▶ Objective
Locate the line that contains "the white sand". Print it and each following line through the end of the listing, verbatim, and nothing more.

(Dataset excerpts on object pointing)
########
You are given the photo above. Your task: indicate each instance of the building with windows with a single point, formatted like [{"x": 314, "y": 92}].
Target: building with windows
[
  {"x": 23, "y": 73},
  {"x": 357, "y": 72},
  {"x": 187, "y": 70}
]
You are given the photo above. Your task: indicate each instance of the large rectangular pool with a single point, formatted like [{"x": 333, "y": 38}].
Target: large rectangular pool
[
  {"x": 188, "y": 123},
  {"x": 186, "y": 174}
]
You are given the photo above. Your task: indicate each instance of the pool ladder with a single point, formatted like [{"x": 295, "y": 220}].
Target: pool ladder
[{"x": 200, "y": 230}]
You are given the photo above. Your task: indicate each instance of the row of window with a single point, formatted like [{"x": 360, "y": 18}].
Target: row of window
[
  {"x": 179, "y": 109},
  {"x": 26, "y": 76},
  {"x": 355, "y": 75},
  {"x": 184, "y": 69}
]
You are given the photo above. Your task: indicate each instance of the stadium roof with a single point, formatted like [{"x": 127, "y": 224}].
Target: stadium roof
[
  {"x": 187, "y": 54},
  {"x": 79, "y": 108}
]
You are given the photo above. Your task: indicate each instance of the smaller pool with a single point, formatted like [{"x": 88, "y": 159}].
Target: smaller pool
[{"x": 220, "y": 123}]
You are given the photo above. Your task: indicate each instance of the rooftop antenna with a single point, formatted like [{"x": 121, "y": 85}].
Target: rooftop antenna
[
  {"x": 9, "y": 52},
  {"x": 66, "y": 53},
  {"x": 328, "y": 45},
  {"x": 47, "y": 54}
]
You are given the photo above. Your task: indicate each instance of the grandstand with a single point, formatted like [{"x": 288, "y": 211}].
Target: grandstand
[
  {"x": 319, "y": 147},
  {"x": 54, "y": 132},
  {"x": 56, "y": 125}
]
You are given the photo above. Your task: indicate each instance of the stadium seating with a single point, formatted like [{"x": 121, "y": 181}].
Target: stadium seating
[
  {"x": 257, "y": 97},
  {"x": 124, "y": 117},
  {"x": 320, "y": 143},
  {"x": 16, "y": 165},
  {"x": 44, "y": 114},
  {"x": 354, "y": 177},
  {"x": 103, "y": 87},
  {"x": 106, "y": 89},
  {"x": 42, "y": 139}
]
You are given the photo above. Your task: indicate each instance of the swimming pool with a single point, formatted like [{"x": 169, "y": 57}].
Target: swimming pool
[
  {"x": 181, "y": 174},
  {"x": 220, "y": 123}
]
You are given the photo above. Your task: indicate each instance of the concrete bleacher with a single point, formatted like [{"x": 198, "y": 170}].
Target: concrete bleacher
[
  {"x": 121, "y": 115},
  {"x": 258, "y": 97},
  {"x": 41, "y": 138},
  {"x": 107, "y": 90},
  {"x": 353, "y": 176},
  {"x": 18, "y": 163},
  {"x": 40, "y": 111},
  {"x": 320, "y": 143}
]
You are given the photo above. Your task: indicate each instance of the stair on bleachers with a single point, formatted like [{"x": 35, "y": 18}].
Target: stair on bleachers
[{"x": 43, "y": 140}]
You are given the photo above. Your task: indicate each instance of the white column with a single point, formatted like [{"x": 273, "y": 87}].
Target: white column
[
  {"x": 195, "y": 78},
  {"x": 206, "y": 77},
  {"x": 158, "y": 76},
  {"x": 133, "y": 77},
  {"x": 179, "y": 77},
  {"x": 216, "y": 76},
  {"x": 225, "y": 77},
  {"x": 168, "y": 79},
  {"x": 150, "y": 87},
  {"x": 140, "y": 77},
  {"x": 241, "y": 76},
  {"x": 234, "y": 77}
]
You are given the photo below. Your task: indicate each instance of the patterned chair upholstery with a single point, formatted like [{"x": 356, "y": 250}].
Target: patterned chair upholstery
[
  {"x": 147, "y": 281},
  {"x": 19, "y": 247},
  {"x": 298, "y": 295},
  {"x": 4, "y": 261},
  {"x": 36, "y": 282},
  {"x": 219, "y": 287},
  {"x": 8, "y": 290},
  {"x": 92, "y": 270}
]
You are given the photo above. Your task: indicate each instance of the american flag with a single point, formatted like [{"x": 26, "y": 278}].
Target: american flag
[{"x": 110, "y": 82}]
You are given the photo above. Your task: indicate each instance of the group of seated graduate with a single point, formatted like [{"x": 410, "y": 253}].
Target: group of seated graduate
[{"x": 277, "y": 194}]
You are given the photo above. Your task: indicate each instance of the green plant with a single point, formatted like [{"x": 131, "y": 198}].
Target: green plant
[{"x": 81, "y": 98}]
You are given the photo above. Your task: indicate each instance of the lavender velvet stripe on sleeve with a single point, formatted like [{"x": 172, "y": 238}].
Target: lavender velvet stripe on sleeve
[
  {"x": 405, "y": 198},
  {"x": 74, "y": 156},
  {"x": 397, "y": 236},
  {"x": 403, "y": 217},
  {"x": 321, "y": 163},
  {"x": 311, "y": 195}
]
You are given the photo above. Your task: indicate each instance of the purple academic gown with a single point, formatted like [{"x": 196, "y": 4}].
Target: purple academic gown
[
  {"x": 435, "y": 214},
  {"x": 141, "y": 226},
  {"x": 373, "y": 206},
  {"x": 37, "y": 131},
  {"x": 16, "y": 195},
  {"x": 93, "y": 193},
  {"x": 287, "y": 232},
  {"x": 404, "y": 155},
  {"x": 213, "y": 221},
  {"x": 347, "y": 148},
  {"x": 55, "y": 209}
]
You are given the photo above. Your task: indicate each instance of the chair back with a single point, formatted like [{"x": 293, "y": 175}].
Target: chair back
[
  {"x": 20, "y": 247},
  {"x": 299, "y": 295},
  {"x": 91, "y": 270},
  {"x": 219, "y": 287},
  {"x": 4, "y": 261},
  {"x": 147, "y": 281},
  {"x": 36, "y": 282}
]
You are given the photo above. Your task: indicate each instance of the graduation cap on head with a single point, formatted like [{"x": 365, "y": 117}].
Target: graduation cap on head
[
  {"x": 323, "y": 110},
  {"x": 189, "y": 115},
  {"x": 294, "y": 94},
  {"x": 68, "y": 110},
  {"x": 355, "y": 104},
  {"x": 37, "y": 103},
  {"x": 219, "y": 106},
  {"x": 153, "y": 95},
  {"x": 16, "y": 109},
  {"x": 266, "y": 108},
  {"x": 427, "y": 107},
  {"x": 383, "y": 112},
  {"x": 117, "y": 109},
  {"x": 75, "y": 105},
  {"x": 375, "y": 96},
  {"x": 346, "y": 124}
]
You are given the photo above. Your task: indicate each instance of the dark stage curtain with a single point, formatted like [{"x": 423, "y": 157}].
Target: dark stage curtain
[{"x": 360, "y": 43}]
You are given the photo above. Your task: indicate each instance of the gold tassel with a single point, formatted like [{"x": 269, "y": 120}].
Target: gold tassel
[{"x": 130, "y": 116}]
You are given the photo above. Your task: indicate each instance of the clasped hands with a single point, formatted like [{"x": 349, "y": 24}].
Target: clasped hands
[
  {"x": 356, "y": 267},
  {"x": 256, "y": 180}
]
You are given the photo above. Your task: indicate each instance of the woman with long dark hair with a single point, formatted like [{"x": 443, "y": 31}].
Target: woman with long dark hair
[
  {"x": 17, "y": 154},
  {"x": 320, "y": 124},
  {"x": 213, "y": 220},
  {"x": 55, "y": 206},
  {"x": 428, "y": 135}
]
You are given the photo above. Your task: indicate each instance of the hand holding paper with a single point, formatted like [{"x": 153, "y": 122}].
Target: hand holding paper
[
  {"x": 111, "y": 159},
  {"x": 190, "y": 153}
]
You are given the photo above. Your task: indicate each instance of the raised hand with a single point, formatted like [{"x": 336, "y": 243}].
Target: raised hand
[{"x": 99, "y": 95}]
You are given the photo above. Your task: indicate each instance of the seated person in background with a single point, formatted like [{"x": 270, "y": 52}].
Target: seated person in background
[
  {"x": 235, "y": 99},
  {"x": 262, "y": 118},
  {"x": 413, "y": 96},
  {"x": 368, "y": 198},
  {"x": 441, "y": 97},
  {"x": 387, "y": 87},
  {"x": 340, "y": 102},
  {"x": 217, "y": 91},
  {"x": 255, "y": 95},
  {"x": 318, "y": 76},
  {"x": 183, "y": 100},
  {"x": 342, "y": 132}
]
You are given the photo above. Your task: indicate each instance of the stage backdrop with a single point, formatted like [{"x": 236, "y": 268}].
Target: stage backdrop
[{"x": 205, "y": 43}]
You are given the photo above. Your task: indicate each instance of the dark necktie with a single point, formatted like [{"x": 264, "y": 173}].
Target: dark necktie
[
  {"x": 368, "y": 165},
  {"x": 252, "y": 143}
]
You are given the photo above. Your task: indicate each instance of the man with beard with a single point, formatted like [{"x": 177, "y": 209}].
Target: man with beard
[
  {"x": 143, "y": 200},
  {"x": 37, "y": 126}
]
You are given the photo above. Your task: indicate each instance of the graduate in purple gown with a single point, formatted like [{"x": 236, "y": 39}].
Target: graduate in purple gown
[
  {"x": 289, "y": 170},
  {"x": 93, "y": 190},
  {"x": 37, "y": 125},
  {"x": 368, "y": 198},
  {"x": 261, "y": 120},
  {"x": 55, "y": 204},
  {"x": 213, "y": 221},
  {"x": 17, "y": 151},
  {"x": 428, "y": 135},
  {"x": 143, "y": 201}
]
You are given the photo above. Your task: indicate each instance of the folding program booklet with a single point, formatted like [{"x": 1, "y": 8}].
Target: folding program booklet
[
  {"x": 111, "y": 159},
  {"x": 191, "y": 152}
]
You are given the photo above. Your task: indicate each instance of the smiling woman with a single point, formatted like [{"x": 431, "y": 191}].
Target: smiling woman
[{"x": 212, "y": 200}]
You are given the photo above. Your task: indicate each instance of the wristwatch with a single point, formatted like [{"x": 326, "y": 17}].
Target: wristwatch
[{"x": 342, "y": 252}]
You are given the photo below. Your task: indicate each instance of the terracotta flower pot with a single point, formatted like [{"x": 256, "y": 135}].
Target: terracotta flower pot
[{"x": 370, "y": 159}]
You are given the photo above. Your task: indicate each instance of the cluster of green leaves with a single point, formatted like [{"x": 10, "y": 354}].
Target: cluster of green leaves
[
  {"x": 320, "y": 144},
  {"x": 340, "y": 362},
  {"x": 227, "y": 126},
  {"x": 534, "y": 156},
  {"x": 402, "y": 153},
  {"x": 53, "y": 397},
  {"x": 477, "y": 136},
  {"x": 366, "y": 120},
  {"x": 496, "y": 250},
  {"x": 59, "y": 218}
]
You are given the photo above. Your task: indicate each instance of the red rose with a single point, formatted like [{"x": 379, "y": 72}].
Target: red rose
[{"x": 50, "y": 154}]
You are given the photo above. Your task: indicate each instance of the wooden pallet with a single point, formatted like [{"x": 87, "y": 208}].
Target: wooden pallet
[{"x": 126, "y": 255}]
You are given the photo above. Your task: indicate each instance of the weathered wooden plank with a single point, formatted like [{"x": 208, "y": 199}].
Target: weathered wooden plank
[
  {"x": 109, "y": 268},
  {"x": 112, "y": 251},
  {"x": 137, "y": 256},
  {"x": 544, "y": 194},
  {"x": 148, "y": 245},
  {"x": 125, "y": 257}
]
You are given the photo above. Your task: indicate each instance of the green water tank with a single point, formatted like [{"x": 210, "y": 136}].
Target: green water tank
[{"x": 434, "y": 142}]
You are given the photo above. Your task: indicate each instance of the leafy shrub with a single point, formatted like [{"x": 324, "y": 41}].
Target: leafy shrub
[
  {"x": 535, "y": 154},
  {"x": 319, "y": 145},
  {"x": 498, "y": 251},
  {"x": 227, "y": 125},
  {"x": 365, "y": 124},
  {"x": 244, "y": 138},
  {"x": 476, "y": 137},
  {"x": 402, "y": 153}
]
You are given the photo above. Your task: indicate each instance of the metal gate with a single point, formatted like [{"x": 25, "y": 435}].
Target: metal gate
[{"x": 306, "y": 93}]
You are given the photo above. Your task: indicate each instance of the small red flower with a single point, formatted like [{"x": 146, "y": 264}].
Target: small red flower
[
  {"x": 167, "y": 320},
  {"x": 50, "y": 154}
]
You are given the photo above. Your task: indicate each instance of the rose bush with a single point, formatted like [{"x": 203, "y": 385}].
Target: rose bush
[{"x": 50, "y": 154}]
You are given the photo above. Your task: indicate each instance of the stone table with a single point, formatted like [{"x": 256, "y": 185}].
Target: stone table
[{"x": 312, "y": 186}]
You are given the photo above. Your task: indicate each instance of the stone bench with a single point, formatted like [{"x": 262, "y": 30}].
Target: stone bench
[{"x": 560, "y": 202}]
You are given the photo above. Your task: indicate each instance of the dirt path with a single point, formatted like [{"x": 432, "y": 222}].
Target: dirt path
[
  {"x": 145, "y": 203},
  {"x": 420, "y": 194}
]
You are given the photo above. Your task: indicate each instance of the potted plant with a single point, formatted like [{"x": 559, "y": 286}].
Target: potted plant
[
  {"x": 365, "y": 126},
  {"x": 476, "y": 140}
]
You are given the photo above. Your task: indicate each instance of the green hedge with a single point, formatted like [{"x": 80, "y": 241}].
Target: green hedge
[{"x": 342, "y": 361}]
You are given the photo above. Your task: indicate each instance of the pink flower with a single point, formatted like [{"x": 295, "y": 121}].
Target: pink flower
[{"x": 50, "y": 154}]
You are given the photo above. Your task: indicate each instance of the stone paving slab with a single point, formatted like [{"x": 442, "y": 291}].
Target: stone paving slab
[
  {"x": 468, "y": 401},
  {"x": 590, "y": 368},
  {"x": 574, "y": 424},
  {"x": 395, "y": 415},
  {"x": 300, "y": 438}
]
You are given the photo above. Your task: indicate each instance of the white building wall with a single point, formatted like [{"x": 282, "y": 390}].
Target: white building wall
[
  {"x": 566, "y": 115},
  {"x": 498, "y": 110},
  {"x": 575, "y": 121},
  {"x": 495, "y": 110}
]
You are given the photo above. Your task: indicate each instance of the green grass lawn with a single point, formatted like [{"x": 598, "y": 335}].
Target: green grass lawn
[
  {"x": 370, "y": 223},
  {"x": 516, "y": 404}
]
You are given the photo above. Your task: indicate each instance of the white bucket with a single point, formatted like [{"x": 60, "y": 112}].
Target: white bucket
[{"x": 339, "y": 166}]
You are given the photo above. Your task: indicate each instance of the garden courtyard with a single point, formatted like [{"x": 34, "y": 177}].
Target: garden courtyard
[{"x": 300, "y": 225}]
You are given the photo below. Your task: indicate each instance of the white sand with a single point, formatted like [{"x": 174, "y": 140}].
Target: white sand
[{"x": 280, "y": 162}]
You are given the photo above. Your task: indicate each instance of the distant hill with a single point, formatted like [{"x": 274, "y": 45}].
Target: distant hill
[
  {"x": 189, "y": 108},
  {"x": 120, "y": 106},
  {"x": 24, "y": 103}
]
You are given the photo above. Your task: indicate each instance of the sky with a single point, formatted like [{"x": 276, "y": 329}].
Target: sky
########
▶ Result of the task
You are given the photo below. Your task: indicate each instance of the white sand with a single point, formatted like [{"x": 174, "y": 140}].
Target: white sand
[{"x": 280, "y": 162}]
You are given the photo above. Your task: indicate each instance of the distant hill with a single point, formatted like [{"x": 274, "y": 45}].
Target: distant hill
[
  {"x": 189, "y": 108},
  {"x": 120, "y": 106},
  {"x": 24, "y": 103}
]
You are given the photo above. Your task: indicate each instance of the sky with a single point, formatted like [{"x": 276, "y": 329}].
Target: sky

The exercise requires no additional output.